> [WORK REQUIRED]: Reproduce every line of the data below verbatim, character for character.

> [TASK INPUTS]:

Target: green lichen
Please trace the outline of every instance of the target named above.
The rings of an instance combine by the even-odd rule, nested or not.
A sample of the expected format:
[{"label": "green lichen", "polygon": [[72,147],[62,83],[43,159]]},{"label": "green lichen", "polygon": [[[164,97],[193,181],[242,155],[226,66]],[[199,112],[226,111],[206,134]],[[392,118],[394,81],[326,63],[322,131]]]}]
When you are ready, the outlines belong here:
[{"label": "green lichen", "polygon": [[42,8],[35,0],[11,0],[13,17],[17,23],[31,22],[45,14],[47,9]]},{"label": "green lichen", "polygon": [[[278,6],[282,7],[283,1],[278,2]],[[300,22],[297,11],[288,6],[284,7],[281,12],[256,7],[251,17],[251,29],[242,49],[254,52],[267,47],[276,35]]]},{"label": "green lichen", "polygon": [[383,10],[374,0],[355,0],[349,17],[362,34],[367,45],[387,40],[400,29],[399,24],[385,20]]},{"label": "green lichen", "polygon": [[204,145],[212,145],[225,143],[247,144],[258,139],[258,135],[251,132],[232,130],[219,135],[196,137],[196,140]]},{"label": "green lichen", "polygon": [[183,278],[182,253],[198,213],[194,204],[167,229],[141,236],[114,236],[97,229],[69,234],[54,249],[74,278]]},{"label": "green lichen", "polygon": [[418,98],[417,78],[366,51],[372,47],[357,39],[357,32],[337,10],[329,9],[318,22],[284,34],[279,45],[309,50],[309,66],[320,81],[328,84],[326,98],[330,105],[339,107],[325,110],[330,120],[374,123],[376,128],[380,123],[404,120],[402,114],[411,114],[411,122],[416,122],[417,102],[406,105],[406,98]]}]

> [OUTPUT OF THE TASK]:
Target: green lichen
Please trace the outline of every instance of the target named above.
The rings of an instance combine by the even-odd rule, nested or not.
A sample of the expected format:
[{"label": "green lichen", "polygon": [[72,147],[62,83],[43,159]]},{"label": "green lichen", "polygon": [[[164,97],[193,181],[242,155],[226,66]],[[199,112],[226,111],[206,134]],[[392,118],[394,81],[326,63],[322,131]]]}]
When you are ready, the outlines belong here:
[{"label": "green lichen", "polygon": [[42,8],[35,0],[11,0],[13,17],[17,23],[31,22],[45,14],[47,9]]},{"label": "green lichen", "polygon": [[[278,6],[282,7],[283,1],[278,2]],[[300,22],[297,11],[288,6],[284,7],[281,12],[256,7],[251,17],[251,29],[242,49],[254,52],[267,47],[276,35]]]},{"label": "green lichen", "polygon": [[383,10],[374,0],[355,0],[349,17],[362,34],[367,45],[387,40],[400,29],[399,24],[385,20]]},{"label": "green lichen", "polygon": [[204,145],[212,145],[225,143],[247,144],[258,139],[258,135],[251,132],[232,130],[219,135],[196,137],[196,140]]},{"label": "green lichen", "polygon": [[183,278],[182,253],[198,213],[194,204],[167,229],[141,236],[114,236],[97,229],[69,234],[54,249],[74,278]]},{"label": "green lichen", "polygon": [[418,98],[417,78],[366,51],[372,47],[357,39],[357,32],[337,10],[329,9],[318,22],[284,34],[279,45],[309,50],[309,66],[320,81],[328,84],[326,98],[330,105],[339,107],[325,110],[330,120],[374,123],[376,128],[380,123],[404,120],[402,114],[411,114],[411,122],[416,122],[417,102],[406,105],[406,98]]}]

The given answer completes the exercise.